What this task involves
Render the stretch of the listing from the line containing "In the photo below, where" through the end of the listing, both ends included, as a JSON list of strings with one string per line and blank lines left out. Leave the pictures out of the answer.

Record list
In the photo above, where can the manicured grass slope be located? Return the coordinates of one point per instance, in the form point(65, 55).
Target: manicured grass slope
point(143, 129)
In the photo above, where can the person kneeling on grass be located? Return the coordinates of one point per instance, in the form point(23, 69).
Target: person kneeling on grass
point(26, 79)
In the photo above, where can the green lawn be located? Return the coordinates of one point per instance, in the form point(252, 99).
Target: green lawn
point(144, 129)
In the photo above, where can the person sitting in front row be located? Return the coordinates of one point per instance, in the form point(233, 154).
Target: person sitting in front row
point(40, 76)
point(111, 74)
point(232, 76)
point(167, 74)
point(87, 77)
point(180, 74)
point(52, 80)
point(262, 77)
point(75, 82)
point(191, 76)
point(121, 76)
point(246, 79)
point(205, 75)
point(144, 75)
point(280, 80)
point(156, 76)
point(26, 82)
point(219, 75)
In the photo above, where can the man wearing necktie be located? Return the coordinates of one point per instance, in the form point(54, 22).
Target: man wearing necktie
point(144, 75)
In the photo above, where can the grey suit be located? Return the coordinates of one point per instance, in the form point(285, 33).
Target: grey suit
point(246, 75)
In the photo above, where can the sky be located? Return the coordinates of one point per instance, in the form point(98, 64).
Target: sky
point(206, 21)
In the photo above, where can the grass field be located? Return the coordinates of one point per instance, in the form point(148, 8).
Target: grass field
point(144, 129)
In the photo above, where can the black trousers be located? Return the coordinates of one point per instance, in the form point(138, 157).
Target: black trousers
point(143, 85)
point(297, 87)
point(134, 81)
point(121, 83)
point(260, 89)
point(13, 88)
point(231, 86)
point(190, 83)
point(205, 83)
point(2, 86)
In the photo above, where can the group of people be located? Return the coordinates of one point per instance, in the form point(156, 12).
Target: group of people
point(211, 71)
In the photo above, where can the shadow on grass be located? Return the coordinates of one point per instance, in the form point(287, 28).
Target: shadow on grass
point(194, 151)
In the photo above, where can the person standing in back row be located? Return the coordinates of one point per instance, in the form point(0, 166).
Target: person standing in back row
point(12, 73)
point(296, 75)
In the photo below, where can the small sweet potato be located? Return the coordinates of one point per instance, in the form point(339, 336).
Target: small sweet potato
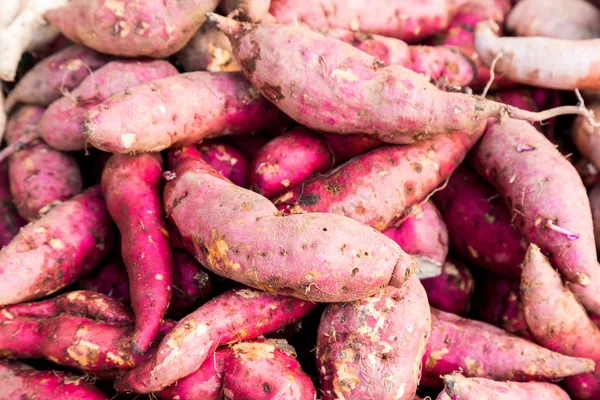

Answer for the task
[
  "In the photo below, where can the small sweet potato be located? Return the coordinates of one point per instance, in the form point(339, 336).",
  "Target: small sweet potato"
]